== THE INPUT ==
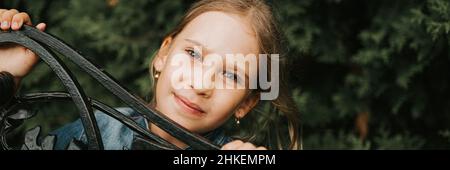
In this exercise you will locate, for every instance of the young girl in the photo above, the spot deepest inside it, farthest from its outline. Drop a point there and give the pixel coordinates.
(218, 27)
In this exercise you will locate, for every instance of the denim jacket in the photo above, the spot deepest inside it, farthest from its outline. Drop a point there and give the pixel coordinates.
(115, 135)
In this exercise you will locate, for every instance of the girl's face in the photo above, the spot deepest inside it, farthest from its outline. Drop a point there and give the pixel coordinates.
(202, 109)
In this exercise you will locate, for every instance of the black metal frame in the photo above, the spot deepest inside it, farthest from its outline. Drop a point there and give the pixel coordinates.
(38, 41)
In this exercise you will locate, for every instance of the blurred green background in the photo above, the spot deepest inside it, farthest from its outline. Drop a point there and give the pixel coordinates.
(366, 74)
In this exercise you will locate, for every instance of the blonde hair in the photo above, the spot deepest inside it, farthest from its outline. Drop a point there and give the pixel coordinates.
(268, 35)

* * *

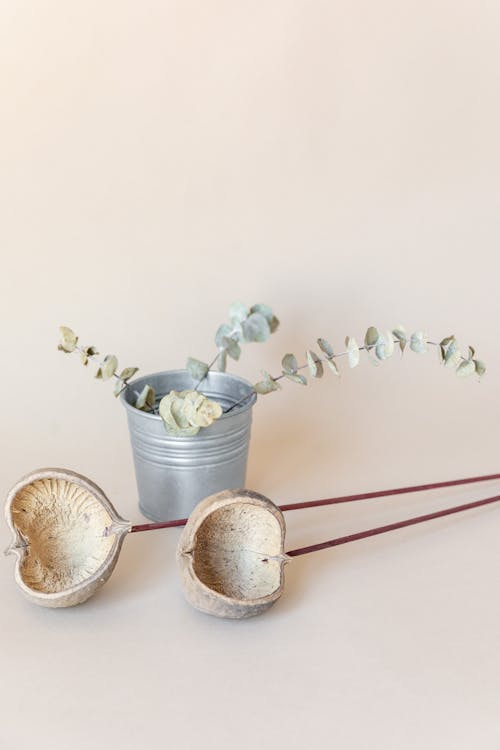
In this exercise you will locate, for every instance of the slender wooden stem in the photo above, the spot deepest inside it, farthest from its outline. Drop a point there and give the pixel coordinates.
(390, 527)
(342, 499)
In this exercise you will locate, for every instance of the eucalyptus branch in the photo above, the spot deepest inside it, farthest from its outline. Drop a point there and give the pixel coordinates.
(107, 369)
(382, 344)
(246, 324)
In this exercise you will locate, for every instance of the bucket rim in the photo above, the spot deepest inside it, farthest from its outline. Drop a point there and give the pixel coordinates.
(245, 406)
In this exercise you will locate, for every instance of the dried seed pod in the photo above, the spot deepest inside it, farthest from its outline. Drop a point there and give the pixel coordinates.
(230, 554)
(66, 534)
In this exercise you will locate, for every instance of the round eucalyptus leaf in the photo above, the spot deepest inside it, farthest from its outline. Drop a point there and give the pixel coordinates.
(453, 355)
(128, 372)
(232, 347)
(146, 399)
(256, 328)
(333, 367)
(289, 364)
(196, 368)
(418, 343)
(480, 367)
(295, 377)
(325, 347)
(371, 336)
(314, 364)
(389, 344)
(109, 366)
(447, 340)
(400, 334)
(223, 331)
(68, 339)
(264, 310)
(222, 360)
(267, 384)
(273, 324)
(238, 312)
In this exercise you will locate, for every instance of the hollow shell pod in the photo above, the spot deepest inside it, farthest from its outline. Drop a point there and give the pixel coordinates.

== REQUIRED WORK ==
Your reply is to repeat, unchanged, the lines above running from the one with "of the dried" up to and including the one with "of the hollow".

== TASK SOLUTION ==
In this exercise you will locate, for every instance of the dried seed pod in the photo above, the spot deepest inside it, farthest from its outline. Drop a point there and give the pixel coordinates.
(230, 554)
(66, 534)
In this exercise you will locate, for every instance of the round eucalyptus leaf in the photo above, the spot deepest inside it, farthest from its outline. Drop a point there and give the pixel coordinates.
(453, 355)
(128, 372)
(232, 347)
(146, 399)
(256, 328)
(333, 367)
(289, 364)
(196, 368)
(418, 343)
(480, 367)
(295, 377)
(325, 347)
(371, 336)
(314, 364)
(389, 344)
(109, 366)
(447, 340)
(400, 334)
(223, 331)
(68, 339)
(264, 310)
(222, 360)
(267, 384)
(273, 324)
(238, 312)
In this exercise you will locate, for every instance of the hollow shell pod in the photo above, the spot deepest inside it, farthest from its outline. Drop a point there and give the pixel coordinates.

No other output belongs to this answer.